WHAT TO PRODUCE
Identify, in the records below, every line where the string "concrete" appears, and copy each such line.

:: DATA EXCERPTS

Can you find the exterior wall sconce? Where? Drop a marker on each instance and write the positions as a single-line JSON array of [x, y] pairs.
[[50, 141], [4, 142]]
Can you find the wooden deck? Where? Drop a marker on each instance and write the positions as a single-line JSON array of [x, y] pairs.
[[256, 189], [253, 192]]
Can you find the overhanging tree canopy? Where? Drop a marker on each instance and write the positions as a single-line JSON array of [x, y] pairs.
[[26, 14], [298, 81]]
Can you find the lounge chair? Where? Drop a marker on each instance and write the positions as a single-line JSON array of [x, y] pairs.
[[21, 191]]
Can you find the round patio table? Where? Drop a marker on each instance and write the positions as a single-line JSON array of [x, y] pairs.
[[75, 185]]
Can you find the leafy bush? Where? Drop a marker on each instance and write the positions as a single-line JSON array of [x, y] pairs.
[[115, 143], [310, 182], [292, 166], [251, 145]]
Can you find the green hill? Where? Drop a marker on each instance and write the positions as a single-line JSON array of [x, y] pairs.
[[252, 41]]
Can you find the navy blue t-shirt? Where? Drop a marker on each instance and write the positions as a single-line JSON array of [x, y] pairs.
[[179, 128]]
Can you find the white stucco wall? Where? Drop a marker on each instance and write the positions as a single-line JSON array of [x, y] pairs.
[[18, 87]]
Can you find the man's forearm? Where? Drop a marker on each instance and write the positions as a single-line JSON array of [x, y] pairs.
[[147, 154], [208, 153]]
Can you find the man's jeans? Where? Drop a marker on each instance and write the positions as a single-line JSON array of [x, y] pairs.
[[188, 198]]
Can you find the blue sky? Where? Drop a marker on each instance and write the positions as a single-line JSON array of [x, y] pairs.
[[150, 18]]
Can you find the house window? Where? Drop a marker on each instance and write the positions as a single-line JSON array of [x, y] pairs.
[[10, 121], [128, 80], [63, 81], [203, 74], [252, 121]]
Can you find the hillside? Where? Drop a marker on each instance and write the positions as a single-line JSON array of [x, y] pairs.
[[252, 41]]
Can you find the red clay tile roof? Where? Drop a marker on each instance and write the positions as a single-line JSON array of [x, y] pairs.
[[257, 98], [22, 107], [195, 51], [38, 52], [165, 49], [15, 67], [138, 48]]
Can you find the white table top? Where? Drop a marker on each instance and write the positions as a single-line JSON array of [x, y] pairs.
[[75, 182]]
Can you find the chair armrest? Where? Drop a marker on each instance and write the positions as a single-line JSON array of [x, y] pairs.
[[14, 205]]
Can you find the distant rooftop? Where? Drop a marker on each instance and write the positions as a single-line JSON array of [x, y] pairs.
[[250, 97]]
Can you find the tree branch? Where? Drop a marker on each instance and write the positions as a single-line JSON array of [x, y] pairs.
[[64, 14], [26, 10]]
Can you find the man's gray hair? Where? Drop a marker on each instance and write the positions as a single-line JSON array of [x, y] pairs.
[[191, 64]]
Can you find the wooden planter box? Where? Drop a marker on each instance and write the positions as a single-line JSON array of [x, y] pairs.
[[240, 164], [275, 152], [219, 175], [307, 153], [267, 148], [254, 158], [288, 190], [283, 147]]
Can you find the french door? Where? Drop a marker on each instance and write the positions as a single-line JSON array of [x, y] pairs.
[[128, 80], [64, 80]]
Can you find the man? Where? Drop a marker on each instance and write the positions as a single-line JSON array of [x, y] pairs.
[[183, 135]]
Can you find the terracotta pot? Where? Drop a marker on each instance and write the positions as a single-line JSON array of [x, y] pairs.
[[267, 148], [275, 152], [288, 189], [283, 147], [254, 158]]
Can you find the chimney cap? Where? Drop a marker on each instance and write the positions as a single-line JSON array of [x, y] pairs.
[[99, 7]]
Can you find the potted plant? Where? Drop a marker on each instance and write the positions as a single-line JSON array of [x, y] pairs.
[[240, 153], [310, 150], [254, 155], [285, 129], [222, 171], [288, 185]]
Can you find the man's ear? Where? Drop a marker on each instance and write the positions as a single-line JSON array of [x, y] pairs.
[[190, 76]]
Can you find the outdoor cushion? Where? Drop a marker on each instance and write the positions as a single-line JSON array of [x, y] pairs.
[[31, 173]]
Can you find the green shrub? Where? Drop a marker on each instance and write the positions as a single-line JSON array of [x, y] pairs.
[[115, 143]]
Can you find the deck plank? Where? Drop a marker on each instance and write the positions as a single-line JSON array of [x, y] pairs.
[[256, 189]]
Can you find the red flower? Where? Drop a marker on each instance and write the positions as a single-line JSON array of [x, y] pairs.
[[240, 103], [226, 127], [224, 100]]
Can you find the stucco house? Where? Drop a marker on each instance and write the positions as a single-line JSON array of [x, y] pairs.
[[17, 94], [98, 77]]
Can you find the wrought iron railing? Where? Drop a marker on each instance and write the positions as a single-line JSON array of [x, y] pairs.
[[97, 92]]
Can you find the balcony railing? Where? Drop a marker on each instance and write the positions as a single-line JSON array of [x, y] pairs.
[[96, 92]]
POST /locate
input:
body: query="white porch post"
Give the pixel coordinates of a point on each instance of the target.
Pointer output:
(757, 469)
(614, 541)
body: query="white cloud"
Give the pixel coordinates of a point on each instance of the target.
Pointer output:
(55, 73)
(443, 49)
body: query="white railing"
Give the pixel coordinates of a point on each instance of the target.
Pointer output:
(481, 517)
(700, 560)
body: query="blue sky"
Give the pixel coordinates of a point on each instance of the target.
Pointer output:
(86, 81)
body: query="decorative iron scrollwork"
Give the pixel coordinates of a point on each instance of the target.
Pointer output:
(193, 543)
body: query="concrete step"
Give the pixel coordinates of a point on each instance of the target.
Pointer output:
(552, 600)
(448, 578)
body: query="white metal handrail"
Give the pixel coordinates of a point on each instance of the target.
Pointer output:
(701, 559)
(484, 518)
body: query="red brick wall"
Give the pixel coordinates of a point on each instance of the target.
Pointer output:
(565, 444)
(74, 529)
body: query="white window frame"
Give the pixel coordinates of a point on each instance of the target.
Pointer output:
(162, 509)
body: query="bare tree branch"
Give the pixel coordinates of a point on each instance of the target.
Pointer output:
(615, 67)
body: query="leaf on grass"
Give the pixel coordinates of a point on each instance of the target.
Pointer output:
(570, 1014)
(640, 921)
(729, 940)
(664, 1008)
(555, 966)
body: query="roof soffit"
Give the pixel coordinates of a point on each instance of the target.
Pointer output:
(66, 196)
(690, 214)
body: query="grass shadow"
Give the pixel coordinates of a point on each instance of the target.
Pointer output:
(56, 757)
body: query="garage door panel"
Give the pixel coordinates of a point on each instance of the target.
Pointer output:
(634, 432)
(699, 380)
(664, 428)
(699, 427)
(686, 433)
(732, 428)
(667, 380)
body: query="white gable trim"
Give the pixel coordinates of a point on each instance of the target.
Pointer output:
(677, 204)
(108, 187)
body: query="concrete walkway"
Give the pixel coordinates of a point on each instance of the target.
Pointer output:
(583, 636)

::::

RESPONSE
body: query="concrete step"
body: query="concrete walkway"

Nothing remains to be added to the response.